↓↓↓

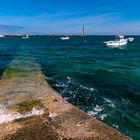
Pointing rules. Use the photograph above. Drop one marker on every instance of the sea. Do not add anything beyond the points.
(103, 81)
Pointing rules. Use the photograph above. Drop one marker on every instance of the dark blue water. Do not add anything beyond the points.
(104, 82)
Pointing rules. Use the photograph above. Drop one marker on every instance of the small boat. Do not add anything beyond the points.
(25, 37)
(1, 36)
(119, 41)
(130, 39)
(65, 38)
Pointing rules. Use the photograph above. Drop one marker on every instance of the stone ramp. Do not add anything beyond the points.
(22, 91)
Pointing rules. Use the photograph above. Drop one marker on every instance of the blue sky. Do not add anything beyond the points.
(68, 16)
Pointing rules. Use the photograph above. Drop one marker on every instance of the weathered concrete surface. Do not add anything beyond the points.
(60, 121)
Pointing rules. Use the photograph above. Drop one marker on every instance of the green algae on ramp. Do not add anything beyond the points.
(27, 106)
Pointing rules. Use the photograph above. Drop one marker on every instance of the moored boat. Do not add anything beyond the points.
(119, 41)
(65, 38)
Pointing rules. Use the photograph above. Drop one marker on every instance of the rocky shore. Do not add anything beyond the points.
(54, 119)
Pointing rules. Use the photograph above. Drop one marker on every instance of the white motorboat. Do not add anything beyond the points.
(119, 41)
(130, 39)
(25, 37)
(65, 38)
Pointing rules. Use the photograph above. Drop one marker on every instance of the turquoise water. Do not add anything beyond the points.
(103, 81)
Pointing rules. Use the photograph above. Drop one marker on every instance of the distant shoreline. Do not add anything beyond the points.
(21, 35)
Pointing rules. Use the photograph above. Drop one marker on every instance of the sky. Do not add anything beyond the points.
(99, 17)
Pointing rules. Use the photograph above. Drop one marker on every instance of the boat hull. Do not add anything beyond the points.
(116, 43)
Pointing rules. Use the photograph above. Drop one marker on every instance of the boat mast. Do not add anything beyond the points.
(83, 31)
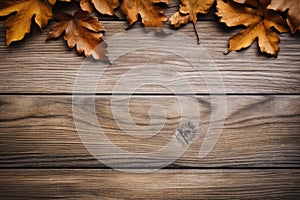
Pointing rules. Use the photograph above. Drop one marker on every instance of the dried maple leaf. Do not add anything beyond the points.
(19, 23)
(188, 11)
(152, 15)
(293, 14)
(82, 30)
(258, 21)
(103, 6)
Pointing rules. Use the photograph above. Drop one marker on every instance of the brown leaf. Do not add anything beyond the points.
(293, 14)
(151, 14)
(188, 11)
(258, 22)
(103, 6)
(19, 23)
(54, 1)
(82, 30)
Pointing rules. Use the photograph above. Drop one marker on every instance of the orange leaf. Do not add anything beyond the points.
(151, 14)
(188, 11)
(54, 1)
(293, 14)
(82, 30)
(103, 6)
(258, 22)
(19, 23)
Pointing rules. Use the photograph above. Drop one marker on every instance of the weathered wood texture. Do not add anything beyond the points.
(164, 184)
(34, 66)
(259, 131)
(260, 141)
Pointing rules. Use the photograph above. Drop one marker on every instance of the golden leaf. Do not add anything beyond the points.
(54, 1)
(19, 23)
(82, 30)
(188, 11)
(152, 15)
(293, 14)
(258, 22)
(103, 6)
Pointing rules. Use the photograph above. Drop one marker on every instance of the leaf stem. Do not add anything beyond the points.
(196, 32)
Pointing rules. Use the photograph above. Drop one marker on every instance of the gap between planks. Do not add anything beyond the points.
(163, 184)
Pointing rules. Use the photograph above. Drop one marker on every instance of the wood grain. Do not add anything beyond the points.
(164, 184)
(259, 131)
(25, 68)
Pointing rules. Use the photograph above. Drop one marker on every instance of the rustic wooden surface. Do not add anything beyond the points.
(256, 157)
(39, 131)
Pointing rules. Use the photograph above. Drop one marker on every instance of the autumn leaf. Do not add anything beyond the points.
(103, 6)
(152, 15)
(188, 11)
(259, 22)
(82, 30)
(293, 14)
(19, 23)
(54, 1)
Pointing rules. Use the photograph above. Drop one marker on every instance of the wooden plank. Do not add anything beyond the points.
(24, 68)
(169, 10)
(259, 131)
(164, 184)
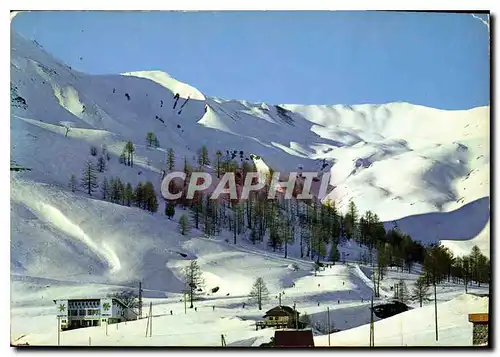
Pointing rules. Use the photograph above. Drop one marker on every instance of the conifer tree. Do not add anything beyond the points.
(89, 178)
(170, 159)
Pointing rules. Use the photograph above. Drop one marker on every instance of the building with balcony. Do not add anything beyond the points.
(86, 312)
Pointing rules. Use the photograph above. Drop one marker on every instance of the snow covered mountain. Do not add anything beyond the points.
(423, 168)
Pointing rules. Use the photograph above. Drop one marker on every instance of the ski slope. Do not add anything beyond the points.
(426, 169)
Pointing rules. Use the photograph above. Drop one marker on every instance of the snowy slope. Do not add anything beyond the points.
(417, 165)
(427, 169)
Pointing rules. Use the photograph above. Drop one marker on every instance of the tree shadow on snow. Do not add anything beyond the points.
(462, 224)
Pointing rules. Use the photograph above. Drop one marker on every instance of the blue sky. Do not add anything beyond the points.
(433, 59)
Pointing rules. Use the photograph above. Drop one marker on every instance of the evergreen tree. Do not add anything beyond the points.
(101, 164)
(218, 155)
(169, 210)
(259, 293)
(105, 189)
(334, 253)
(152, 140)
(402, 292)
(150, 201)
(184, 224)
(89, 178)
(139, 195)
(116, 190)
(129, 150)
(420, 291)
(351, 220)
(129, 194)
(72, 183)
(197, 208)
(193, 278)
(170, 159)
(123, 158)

↑↑↑

## What is expected:
Leave the pictures out and reproduce each record exactly as written.

## Full solution:
Pointing rules. Use the photograph above. Drop one marker on every instance of the sea. Do not add anything beyond the points.
(103, 81)
Pointing rules. Use the photograph above. Drop one marker on every instance of the dark blue water. Do not add anything beyond the points.
(104, 82)
Pointing rules. Use the photograph above. Drop one marker on every instance of the small boat. Do not add anything beyond the points.
(25, 37)
(1, 36)
(119, 41)
(130, 39)
(65, 38)
Pointing rules. Use the photograph above. Drop one marker on every instance of the stone ramp. Do not add anything beyond the points.
(22, 91)
Pointing rules. Use the photograph above. Drop one marker on every instance of the blue sky. Do not add anything beyond the points.
(68, 16)
Pointing rules. Use the photograph above. Drop one marker on every instance of the weathered concrete surface. Do not add anything beyond the points.
(60, 121)
Pointing rules. Use the photograph above. Drop one marker on every instance of the green algae on ramp. Do not add anything beyond the points.
(27, 106)
Pointing rules. Use the photograph above. Drop one marker on every instance of the moored boat. Do not add anything beyond the points.
(119, 41)
(65, 38)
Pointing rules. Use the photograph above. Drop one marker on every instance of the rocky shore. Do not add anything beyond the points.
(54, 119)
Pointing rules. Use the photograph above. Drop one marker on every instance of the white motorboat. Do not add anything beyond the points.
(119, 41)
(130, 39)
(25, 37)
(65, 38)
Pointing rules. Use the photograph above. Drop one marker on every instance of the turquoise water. Do not add anything beyond the points.
(103, 81)
Pointing rules. Use the photograph above. Drop one marker on every instance of the distant shoreline. Do not add anything beyond the points.
(21, 35)
Pointing rules. Use the photograph above. Drop one marker on every instance of the sky. Do not add anything beyond the points.
(99, 17)
Pointing rules. Use the photograph above. Drop one marker on every instance of the boat hull. Do not add anything beyond the points.
(116, 43)
Pointing rules. Use the photograph above. Drop one marker on every instance of the boat mast. Do not add anything beyond the points.
(83, 31)
Pointing rules. Use the photograph above. Drop one marker on every instance of the dried maple leaf. Do not add anything beyond the points.
(19, 23)
(188, 11)
(152, 15)
(293, 14)
(82, 30)
(258, 21)
(103, 6)
Pointing rules. Use the photograph above. Drop one marker on every instance of the brown leaf. Do not add anything beyond the points.
(293, 14)
(151, 14)
(188, 11)
(258, 22)
(103, 6)
(19, 23)
(54, 1)
(82, 30)
Pointing rules. Use the photograph above. Drop one marker on every instance of the orange leaf. Do not add anything beyond the points.
(151, 14)
(188, 11)
(54, 1)
(293, 14)
(82, 30)
(103, 6)
(258, 22)
(19, 23)
Pointing rules. Use the photograph above. Drop one marker on every instance of the weathered wood texture. Do not add anything beyond the points.
(164, 184)
(34, 66)
(259, 131)
(260, 141)
Pointing rules. Use the photograph above. Drop one marker on every instance of the golden leaf. Do not add anything beyond the points.
(54, 1)
(19, 23)
(82, 30)
(188, 11)
(152, 15)
(293, 14)
(258, 22)
(103, 6)
Pointing rules. Use the photograph above. Drop one marker on every instance of the leaf stem. Do not add anything beyond the points.
(196, 32)
Pointing rules. Use the photograph above. Drop one marker on every instance of the gap between planks. Do not add anything beyond the points.
(163, 184)
Pointing rules. Use the photograph above. Drop one marker on every instance of the wood grain. Do not add anything beyond the points.
(164, 184)
(259, 131)
(25, 68)
Pointing rules. Use the photograph above. Drop one marker on every instance of the rustic wooden surface. Do not add anything beyond the points.
(256, 157)
(39, 131)
Pointing rules. Use the photograph above. Drop one marker on every instance of the autumn leaf. Do not add anything beyond the points.
(103, 6)
(152, 15)
(188, 11)
(259, 22)
(82, 30)
(293, 14)
(19, 23)
(54, 1)
Pointing rules. Use the photograph above. Drop one marker on every instance of the wooden plank. Do not add anything beyond the points.
(24, 68)
(169, 10)
(259, 131)
(164, 184)
Pointing rules. Use the photograph above. Drop one marker on every instance of the conifer tree. Do not add anything beyond the points.
(89, 178)
(170, 159)
Pointing rules. Use the photograph above. Drop one marker on every instance of the building with balcony. Do not add anything beyond the points.
(86, 312)
Pointing rules. Use the photograph above. Drop one marker on every instance of the snow covered mountain. Do not add anything beyond the points.
(423, 168)
Pointing rules. Use the photograph above. Drop one marker on every instance of the ski slope. Do not add anything beyond the points.
(426, 169)
Pointing rules. Use the photograph above. Drop one marker on every instance of the snowy slope. Do not add anything beyond the points.
(417, 165)
(427, 169)
Pointing rules. Use the photograph above. Drop one marker on every instance of the tree shadow on snow. Do not add anything beyond the points.
(462, 224)
Pointing rules. Use the photograph above. Drop one marker on every instance of the blue sky. Do not add anything beyond the points.
(433, 59)
Pointing rules. Use the photograph above. Drop one marker on every instance of the evergreen tree. Do not add anything beyond the points.
(101, 164)
(218, 155)
(169, 210)
(259, 293)
(105, 189)
(334, 253)
(152, 140)
(402, 292)
(150, 201)
(184, 224)
(89, 178)
(139, 195)
(116, 190)
(129, 150)
(420, 291)
(351, 220)
(129, 194)
(72, 183)
(197, 208)
(193, 278)
(170, 159)
(123, 158)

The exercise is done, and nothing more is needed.